-- Supplied material start --

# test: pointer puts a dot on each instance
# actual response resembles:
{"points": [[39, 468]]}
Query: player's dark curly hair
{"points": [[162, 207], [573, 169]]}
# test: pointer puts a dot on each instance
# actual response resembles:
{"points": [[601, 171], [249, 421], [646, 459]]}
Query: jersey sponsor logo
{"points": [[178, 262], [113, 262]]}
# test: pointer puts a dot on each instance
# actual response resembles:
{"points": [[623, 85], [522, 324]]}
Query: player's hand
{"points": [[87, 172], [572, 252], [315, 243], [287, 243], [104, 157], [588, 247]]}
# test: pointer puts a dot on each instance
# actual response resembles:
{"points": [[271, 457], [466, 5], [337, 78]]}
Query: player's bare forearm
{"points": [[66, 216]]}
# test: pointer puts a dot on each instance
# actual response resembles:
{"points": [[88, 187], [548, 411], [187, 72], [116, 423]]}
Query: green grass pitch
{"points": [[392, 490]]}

-- Supplied material end --
-- Supplied material start --

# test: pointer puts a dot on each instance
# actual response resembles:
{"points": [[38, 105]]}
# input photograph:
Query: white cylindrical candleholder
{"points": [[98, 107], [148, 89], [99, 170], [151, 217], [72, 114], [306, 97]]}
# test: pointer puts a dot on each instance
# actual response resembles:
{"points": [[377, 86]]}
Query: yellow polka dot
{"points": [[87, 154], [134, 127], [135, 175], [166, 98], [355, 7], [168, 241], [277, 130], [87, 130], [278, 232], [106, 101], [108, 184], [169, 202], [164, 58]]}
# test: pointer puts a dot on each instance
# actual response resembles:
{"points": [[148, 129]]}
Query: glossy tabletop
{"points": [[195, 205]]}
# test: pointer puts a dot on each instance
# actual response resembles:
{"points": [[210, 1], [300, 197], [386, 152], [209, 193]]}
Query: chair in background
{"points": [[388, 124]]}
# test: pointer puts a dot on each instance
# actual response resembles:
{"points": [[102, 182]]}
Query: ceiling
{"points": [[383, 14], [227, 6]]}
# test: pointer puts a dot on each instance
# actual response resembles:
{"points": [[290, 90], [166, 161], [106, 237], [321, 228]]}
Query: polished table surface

-- Supplied material end --

*Work required:*
Find every line in the items that contains the word "player" and copy each one out in full.

*Answer below:*
Query: player's dark curly hair
Query: player's hand
Query: player's bare forearm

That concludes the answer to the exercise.